L’entreprise est seule sur son marché en France et en Europe et signe ses premiers contrats dès 2016. Son attention se tourne rapidement vers les États-Unis et ses 2700 décharges – la plupart de petite et moyenne taille, mais néanmoins trois à cinq fois plus grosses que leurs équivalentes françaises. Grâce à un cadre règlementaire plus favorable aux biocarburants, la concurrence y est aussi plus intense. L’entreprise lève 10 millions d’euros en série B en 2019 pour financer le début de ses développements internationaux, et Guénaël Prince part s’installer à Philadelphie en octobre de la même année.
« Notre modèle d’investisseur-exploitant nécessite d’importants investissements, et nous devons financer le déploiement de notre solution WAGABOX en Europe et en Amérique du Nord (États-Unis et Canada). Nous réfléchissons au meilleur moyen de lever des capitaux sans perdre le contrôle de l’entreprise – et finalement l’option d’entrer en bourse s’impose », dit-il. L’introduction en bourse se fera en octobre 2021, et Waga Energy lève 125 millions d’euros. Dès lors, le développement de l’entreprise à l’international s’accélère : Espagne, Royaume-Uni, Italie, Canada et États-Unis.

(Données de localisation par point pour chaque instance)
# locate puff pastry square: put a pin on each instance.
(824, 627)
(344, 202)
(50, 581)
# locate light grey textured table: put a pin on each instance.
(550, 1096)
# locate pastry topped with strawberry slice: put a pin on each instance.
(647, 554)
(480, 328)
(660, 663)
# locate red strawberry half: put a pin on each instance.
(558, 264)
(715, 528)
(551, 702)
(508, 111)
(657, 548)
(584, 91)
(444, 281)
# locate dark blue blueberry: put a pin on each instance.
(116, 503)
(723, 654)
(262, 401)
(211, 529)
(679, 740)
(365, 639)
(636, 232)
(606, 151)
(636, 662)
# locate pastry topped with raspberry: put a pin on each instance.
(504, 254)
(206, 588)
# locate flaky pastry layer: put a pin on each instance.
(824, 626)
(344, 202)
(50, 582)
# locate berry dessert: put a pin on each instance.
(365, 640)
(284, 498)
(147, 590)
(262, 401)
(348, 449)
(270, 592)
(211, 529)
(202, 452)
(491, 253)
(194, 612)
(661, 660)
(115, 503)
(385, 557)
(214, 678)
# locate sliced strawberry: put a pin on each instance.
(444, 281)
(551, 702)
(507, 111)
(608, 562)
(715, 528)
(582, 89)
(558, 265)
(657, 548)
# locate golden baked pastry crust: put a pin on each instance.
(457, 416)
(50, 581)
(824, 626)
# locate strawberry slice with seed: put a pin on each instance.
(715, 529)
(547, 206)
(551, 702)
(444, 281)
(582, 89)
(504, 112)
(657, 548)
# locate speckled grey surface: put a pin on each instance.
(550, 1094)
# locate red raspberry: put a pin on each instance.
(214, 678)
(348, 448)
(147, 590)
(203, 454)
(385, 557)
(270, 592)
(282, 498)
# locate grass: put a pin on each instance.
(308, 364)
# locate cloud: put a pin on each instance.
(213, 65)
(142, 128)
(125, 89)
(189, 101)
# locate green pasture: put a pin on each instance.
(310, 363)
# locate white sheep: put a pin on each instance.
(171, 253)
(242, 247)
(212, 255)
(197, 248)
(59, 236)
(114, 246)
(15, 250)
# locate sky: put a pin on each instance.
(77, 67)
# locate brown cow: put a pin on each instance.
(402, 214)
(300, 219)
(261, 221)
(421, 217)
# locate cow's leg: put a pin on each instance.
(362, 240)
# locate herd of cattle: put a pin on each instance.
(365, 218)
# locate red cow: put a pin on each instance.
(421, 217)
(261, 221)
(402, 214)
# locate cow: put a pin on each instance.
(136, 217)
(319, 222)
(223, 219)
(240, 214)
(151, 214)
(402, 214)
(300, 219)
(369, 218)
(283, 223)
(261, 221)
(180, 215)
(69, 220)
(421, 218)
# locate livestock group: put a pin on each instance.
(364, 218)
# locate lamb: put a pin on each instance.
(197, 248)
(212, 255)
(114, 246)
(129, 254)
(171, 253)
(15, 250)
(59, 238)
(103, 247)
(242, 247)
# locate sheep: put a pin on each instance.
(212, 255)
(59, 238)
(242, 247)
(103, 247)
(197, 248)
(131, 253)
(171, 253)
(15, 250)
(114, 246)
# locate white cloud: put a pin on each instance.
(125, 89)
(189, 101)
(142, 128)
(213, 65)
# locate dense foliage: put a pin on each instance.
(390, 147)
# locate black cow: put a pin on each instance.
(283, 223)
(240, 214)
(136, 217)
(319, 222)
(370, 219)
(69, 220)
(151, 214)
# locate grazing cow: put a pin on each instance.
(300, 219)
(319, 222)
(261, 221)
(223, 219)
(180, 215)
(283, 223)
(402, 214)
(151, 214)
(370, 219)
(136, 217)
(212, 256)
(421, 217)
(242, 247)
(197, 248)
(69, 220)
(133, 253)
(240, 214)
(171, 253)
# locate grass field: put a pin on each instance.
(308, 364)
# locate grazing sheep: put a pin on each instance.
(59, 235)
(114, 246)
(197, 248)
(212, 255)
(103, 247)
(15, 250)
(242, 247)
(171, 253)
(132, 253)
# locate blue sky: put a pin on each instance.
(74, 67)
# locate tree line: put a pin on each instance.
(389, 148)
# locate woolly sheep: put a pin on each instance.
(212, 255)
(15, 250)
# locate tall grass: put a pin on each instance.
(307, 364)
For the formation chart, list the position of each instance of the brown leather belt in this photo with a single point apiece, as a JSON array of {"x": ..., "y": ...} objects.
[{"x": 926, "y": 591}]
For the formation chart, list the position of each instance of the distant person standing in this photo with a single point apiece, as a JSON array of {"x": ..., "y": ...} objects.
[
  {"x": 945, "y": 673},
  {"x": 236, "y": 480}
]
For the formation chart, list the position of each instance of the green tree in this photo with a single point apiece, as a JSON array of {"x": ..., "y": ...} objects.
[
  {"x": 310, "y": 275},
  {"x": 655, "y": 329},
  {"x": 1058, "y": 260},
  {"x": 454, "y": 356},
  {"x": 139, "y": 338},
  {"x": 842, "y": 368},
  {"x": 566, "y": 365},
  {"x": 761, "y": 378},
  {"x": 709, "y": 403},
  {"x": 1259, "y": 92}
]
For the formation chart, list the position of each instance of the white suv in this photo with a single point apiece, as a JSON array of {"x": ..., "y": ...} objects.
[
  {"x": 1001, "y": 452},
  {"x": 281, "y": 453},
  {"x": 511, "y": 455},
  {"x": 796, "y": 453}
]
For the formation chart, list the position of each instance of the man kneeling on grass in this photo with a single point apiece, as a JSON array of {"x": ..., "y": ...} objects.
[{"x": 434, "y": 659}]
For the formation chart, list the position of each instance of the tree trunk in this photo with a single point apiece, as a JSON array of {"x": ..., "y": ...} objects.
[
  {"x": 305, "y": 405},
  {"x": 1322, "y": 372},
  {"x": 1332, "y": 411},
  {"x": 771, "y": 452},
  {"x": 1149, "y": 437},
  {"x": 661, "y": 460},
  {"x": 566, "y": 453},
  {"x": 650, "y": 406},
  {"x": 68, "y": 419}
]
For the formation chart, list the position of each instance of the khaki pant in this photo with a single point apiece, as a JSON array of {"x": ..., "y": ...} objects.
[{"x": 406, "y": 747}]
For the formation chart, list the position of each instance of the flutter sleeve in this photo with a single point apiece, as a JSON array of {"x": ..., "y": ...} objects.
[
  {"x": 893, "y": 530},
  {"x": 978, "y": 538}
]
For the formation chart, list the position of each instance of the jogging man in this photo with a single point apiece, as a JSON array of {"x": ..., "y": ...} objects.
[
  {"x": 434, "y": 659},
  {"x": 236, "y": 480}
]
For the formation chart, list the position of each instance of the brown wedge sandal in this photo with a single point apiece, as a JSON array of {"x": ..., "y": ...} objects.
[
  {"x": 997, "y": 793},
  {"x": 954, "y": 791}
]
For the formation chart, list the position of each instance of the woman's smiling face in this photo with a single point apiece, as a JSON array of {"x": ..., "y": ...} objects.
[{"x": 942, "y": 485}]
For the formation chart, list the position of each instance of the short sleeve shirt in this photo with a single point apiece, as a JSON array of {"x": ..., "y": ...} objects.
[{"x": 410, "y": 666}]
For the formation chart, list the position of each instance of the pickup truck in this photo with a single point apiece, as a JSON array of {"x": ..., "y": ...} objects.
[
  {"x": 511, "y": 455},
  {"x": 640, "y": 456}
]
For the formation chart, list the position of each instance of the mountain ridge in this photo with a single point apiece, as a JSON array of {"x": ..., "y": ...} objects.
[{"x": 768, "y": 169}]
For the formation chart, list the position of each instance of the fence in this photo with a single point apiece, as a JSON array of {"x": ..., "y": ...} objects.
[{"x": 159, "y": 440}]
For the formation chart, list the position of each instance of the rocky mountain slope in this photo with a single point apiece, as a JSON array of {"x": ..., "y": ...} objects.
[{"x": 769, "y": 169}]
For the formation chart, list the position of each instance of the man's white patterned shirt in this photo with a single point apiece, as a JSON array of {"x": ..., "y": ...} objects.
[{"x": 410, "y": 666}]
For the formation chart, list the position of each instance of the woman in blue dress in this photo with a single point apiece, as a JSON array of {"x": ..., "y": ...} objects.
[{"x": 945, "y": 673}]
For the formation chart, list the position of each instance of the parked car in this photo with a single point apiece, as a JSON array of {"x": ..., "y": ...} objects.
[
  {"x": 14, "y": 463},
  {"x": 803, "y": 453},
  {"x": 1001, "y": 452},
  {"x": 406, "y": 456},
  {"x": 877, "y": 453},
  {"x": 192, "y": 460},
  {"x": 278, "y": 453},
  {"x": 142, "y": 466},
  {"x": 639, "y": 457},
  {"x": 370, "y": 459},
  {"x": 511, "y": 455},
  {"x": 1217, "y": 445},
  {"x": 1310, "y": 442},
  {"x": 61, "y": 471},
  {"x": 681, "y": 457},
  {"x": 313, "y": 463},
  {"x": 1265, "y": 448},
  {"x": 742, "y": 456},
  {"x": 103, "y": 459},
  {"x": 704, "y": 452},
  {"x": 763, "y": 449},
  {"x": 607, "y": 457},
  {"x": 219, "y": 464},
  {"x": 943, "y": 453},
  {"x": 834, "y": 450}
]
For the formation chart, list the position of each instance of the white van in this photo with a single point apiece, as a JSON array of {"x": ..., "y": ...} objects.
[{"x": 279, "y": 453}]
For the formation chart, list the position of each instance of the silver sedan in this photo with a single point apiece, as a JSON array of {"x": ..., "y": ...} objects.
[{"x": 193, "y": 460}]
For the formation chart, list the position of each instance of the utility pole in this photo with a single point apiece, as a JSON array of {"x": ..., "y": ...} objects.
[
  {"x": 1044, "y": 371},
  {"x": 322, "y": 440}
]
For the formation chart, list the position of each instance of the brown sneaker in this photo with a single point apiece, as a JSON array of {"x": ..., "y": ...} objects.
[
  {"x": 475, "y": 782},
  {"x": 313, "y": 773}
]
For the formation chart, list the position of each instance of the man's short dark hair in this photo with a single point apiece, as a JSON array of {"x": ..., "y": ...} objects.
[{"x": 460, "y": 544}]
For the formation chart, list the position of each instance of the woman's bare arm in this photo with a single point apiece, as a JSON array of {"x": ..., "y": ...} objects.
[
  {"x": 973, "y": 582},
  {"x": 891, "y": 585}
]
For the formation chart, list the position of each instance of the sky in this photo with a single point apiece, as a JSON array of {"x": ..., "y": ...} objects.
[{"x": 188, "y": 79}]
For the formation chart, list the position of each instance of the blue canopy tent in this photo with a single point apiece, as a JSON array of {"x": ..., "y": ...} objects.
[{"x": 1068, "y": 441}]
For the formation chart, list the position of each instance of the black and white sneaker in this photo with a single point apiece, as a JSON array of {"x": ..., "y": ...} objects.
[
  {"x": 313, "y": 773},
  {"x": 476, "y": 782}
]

Consigne — D'après le texte source sur Waga Energy, quelle somme l'entreprise lève-t-elle lors de son introduction en bourse en octobre 2021 ?

Réponse — 125 millions d'euros.